What you will do: Pull out every line in the entries below that contains the word "white", and copy each one in full.

Source material:
□ □ □ □ □ □ □
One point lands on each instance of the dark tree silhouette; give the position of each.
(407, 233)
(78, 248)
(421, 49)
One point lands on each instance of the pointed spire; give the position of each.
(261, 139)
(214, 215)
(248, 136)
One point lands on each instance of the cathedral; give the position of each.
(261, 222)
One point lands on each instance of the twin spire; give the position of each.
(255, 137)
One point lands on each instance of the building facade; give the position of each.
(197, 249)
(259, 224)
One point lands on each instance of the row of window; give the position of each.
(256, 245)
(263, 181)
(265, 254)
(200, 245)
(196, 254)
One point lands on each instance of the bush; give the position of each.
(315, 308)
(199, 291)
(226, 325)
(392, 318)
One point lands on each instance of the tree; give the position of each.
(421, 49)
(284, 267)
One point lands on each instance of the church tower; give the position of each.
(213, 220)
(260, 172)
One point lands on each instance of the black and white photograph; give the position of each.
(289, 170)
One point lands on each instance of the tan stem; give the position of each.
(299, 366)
□ □ □ □ □ □ □
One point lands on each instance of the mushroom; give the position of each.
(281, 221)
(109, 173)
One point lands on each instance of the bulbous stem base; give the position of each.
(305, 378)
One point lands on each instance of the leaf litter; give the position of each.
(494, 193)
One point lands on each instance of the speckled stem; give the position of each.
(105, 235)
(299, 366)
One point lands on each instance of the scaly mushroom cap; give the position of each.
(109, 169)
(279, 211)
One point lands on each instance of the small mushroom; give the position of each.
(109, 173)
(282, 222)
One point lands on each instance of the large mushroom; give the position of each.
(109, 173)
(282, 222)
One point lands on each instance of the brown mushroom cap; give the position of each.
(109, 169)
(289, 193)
□ □ □ □ □ □ □
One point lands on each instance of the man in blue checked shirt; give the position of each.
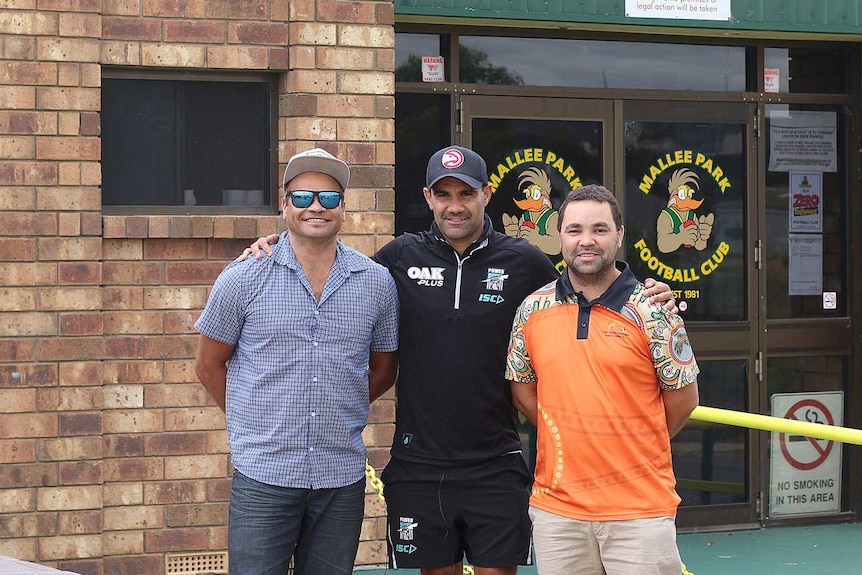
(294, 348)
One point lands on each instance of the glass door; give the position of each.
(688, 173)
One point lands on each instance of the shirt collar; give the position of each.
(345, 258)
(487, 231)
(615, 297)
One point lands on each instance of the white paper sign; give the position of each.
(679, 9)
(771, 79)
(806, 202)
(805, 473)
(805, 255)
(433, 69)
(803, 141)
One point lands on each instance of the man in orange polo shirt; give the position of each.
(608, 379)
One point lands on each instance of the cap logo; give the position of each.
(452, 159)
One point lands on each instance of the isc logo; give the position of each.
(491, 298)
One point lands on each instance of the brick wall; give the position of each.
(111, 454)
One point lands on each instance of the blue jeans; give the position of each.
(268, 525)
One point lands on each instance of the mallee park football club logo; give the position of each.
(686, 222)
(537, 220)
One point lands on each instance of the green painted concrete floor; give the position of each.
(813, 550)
□ □ □ □ □ □ □
Answer to this task:
One point lands on each instance of the black and white photograph; give the position of each.
One point lands on each instance of the white paper sign; give the position of each.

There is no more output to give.